■ ASSIGNMENT: A faithful copy of the listing below is needed, one that contains no pictures.

- - - - -

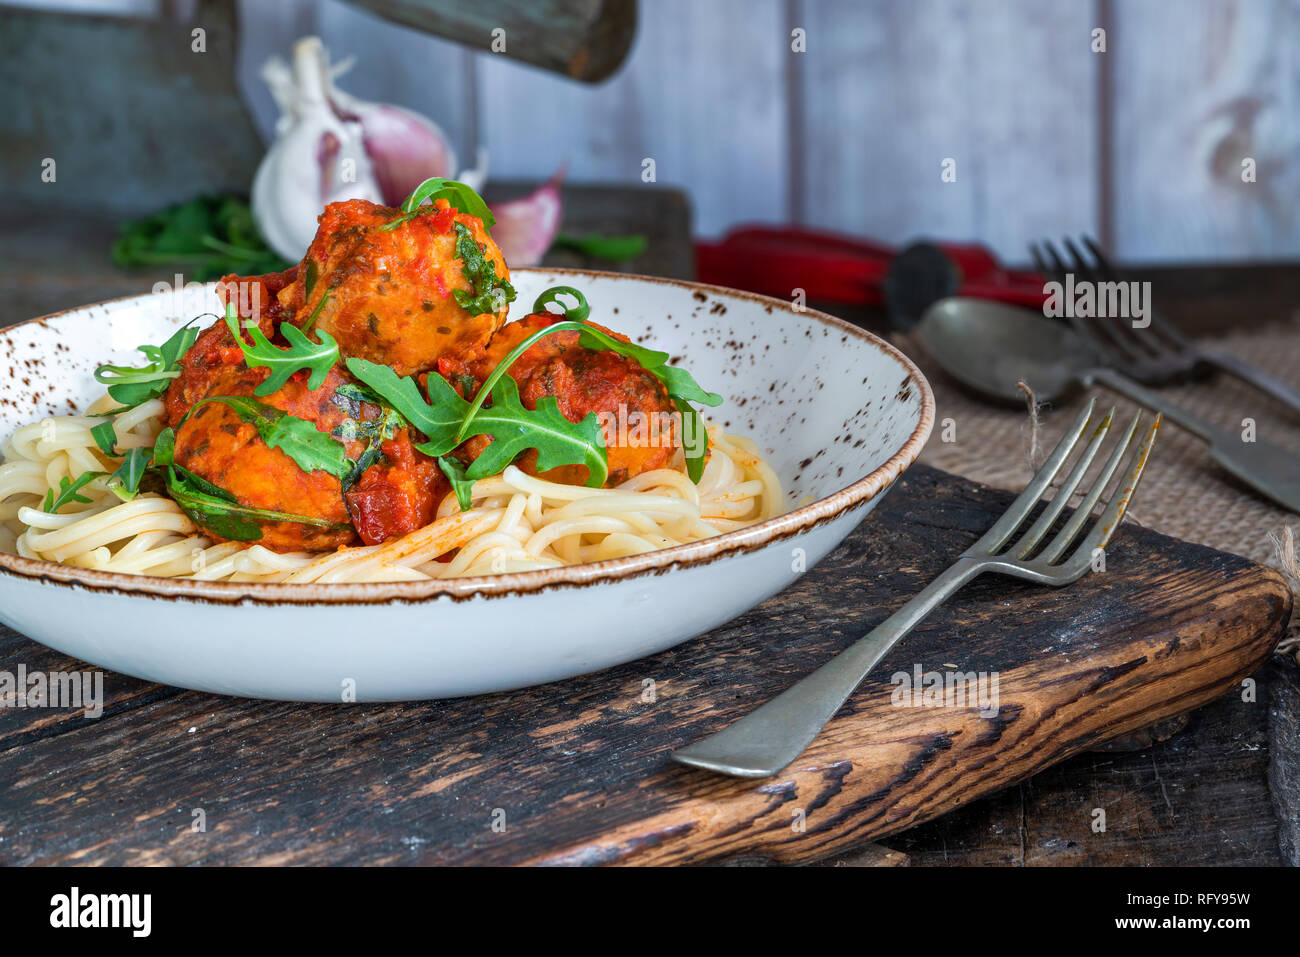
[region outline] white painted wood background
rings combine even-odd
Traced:
[[[574,181],[638,184],[654,158],[704,236],[795,221],[977,239],[1011,261],[1082,231],[1131,260],[1300,255],[1297,0],[642,0],[631,58],[599,86],[339,0],[240,13],[264,133],[258,68],[315,33],[357,57],[345,89],[427,114],[462,158],[486,146],[496,177],[567,163]]]

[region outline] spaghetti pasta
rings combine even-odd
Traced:
[[[282,554],[257,544],[214,542],[174,501],[141,493],[122,501],[91,429],[112,422],[115,447],[148,448],[163,403],[115,418],[105,396],[87,414],[17,429],[0,447],[0,550],[102,571],[241,582],[392,582],[492,575],[637,555],[764,521],[784,511],[773,470],[752,442],[709,427],[712,454],[699,484],[681,468],[640,473],[614,488],[550,482],[513,465],[474,484],[472,507],[447,495],[432,523],[381,545]],[[680,457],[680,455],[679,455]],[[48,492],[102,473],[58,512]]]

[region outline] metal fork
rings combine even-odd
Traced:
[[[1092,438],[1041,515],[1013,541],[1034,506],[1088,430],[1096,400],[1090,400],[1038,470],[1020,497],[984,536],[958,557],[956,563],[921,592],[812,674],[767,704],[702,741],[673,752],[673,759],[697,768],[737,777],[761,778],[776,774],[803,753],[849,695],[894,645],[940,602],[983,572],[1000,572],[1040,585],[1068,585],[1092,567],[1096,549],[1104,548],[1119,527],[1129,500],[1137,489],[1147,456],[1160,428],[1157,415],[1129,456],[1128,469],[1086,536],[1071,547],[1110,484],[1124,453],[1133,444],[1139,411],[1123,439],[1110,454],[1082,502],[1059,532],[1040,544],[1078,490],[1115,417],[1112,408],[1092,426]],[[1010,544],[1008,544],[1010,543]]]
[[[1029,255],[1039,272],[1062,282],[1067,273],[1093,283],[1120,281],[1110,260],[1091,237],[1083,236],[1081,243],[1090,256],[1068,238],[1062,241],[1065,257],[1047,241],[1041,248],[1030,243]],[[1161,385],[1193,378],[1210,368],[1220,369],[1300,413],[1300,390],[1231,353],[1195,345],[1155,310],[1150,313],[1151,324],[1144,328],[1116,322],[1114,317],[1082,317],[1071,313],[1067,318],[1074,330],[1091,342],[1113,368],[1130,379]]]

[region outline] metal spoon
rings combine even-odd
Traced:
[[[917,334],[944,371],[986,396],[1024,401],[1023,380],[1040,400],[1101,386],[1208,443],[1210,457],[1261,495],[1300,512],[1300,455],[1262,438],[1206,422],[1113,369],[1063,323],[985,299],[942,299],[926,310]]]

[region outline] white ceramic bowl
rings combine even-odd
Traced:
[[[548,286],[573,285],[593,321],[677,357],[726,396],[711,417],[758,443],[792,506],[810,504],[647,555],[446,582],[176,581],[0,555],[0,620],[92,664],[219,694],[394,701],[540,684],[661,651],[780,591],[867,516],[930,434],[934,397],[917,368],[823,313],[613,273],[511,278],[516,318]],[[0,431],[85,408],[102,388],[97,365],[138,361],[138,344],[211,311],[211,288],[0,331]]]

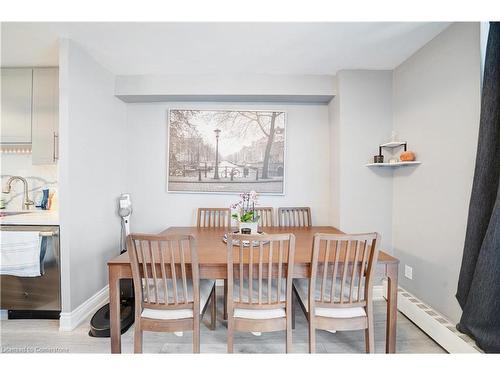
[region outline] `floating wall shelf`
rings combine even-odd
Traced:
[[[396,167],[404,167],[404,166],[408,166],[408,165],[418,165],[418,164],[422,164],[422,162],[420,162],[420,161],[400,161],[398,163],[370,163],[370,164],[365,164],[365,167],[396,168]]]
[[[400,147],[400,146],[405,146],[405,145],[406,145],[406,142],[387,142],[387,143],[384,143],[383,145],[380,145],[380,147],[394,148],[394,147]]]

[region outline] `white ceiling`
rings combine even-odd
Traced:
[[[115,74],[393,69],[449,23],[2,23],[2,66],[58,64],[70,38]]]

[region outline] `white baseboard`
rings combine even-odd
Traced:
[[[0,320],[7,320],[9,312],[7,310],[0,310]]]
[[[448,353],[481,353],[474,340],[432,307],[403,288],[398,288],[398,310],[441,345]]]
[[[72,331],[80,325],[90,314],[109,300],[109,288],[106,285],[96,294],[83,302],[80,306],[69,313],[61,313],[59,319],[59,331]]]

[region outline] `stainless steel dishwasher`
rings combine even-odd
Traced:
[[[59,319],[61,312],[59,226],[1,225],[0,230],[39,232],[39,235],[47,241],[41,276],[0,276],[1,309],[8,310],[9,319]]]

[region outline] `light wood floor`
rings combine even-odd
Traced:
[[[218,291],[219,292],[219,291]],[[209,311],[205,315],[201,330],[202,353],[226,353],[226,323],[222,321],[222,293],[218,297],[217,329],[207,328]],[[385,308],[383,301],[375,302],[375,350],[385,351]],[[308,348],[307,321],[296,304],[297,321],[293,332],[293,349],[306,353]],[[28,352],[71,352],[71,353],[109,353],[109,338],[94,338],[88,335],[89,320],[72,332],[59,332],[55,320],[4,320],[1,322],[1,352],[13,350]],[[363,332],[317,331],[318,353],[363,353]],[[191,353],[192,335],[184,333],[177,337],[172,333],[144,333],[145,353]],[[250,333],[236,333],[235,353],[284,353],[285,333],[263,333],[257,337]],[[133,327],[122,336],[122,352],[133,352]],[[398,353],[445,353],[445,351],[415,326],[406,317],[398,315],[397,325]]]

- - - - -

■ RESPONSE AREA:
[region outline] white painted wood background
rings combine even-odd
Traced:
[[[574,181],[638,184],[654,158],[704,236],[795,221],[977,239],[1011,261],[1082,231],[1131,260],[1300,255],[1297,0],[642,0],[631,58],[599,86],[339,0],[240,13],[264,133],[258,68],[315,33],[357,57],[345,89],[427,114],[462,158],[486,146],[496,177],[567,163]]]

[region outline] spaghetti pasta
rings combine even-odd
Traced:
[[[282,554],[257,544],[214,542],[174,501],[141,493],[122,501],[91,429],[112,422],[115,447],[148,448],[163,403],[115,418],[105,396],[87,414],[17,429],[0,447],[0,550],[102,571],[241,582],[392,582],[492,575],[637,555],[764,521],[784,511],[773,470],[752,442],[709,427],[712,454],[699,484],[681,468],[640,473],[614,488],[550,482],[513,465],[474,484],[472,507],[447,495],[432,523],[381,545]],[[680,457],[680,455],[679,455]],[[48,492],[102,473],[58,512]]]

[region outline] metal fork
rings combine even-odd
Traced:
[[[1092,438],[1041,515],[1013,541],[1034,506],[1088,430],[1096,400],[1090,400],[1038,470],[1020,497],[984,536],[958,557],[956,563],[921,592],[812,674],[767,704],[702,741],[673,752],[673,759],[697,768],[737,777],[761,778],[776,774],[803,753],[849,695],[894,645],[940,602],[983,572],[1000,572],[1040,585],[1068,585],[1092,567],[1096,549],[1104,548],[1119,527],[1129,500],[1137,489],[1147,456],[1160,428],[1157,415],[1129,456],[1128,469],[1086,536],[1071,547],[1110,484],[1124,453],[1133,444],[1139,411],[1123,439],[1110,454],[1082,502],[1059,532],[1040,544],[1078,490],[1115,417],[1112,408],[1092,426]],[[1010,544],[1008,544],[1010,543]]]
[[[1029,255],[1039,272],[1062,282],[1067,273],[1093,283],[1120,281],[1110,260],[1091,237],[1083,236],[1081,243],[1090,256],[1068,238],[1062,241],[1065,257],[1047,241],[1041,248],[1030,243]],[[1161,385],[1193,378],[1210,368],[1220,369],[1300,413],[1300,390],[1231,353],[1195,345],[1155,310],[1150,313],[1151,324],[1144,328],[1116,322],[1114,317],[1082,317],[1071,313],[1067,318],[1074,330],[1091,342],[1113,368],[1130,379]]]

[region outline] metal spoon
rings combine even-odd
Traced:
[[[917,334],[944,371],[986,396],[1024,401],[1023,380],[1040,400],[1101,386],[1208,443],[1210,457],[1261,495],[1300,512],[1300,455],[1262,438],[1206,422],[1113,369],[1063,323],[985,299],[942,299],[926,310]]]

[region outline] white ceramic bowl
rings combine even-odd
Traced:
[[[548,286],[573,285],[593,321],[677,357],[726,396],[711,417],[758,443],[792,506],[810,504],[647,555],[446,582],[176,581],[0,555],[0,620],[92,664],[219,694],[394,701],[540,684],[661,651],[780,591],[867,516],[930,434],[934,397],[917,368],[823,313],[613,273],[511,278],[516,318]],[[0,431],[85,408],[102,388],[97,365],[138,361],[138,344],[211,311],[211,288],[0,331]]]

[region outline] `floating wall shelf`
rings combine even-odd
Traced:
[[[396,167],[404,167],[404,166],[408,166],[408,165],[418,165],[418,164],[422,164],[422,162],[420,162],[420,161],[400,161],[398,163],[370,163],[370,164],[365,164],[365,167],[396,168]]]
[[[400,147],[400,146],[405,146],[405,145],[406,145],[406,142],[387,142],[387,143],[384,143],[383,145],[380,145],[380,147],[394,148],[394,147]]]

[region outline] `white ceiling`
rings combine even-odd
Traced:
[[[115,74],[393,69],[449,23],[2,23],[2,66],[58,64],[70,38]]]

[region outline] `white baseboard`
rings combine even-odd
Traced:
[[[0,320],[7,320],[9,312],[7,310],[0,310]]]
[[[448,353],[481,353],[474,340],[432,307],[403,288],[398,288],[398,310],[441,345]]]
[[[72,331],[80,325],[90,314],[109,300],[109,288],[106,285],[96,294],[83,302],[80,306],[69,313],[61,313],[59,319],[59,331]]]

[region outline] `stainless steel dishwasher`
rings combine even-odd
Traced:
[[[59,319],[61,312],[59,226],[1,225],[0,230],[39,232],[39,235],[47,241],[41,276],[0,276],[1,309],[8,310],[9,319]]]

[region outline] `light wood floor`
rings combine even-odd
Traced:
[[[218,291],[219,292],[219,291]],[[209,311],[205,315],[201,330],[202,353],[226,353],[226,323],[222,321],[222,293],[218,297],[217,329],[207,328]],[[385,308],[383,301],[375,302],[375,350],[385,351]],[[308,348],[307,321],[296,304],[297,321],[293,332],[293,349],[306,353]],[[28,352],[71,352],[71,353],[109,353],[109,338],[94,338],[88,335],[89,320],[72,332],[59,332],[55,320],[4,320],[1,322],[1,352],[13,350]],[[363,332],[317,331],[318,353],[363,353]],[[191,353],[192,335],[184,333],[177,337],[172,333],[144,333],[145,353]],[[250,333],[236,333],[235,353],[284,353],[285,333],[263,333],[257,337]],[[133,327],[122,336],[122,352],[133,352]],[[398,353],[445,353],[445,351],[415,326],[406,317],[398,315],[397,325]]]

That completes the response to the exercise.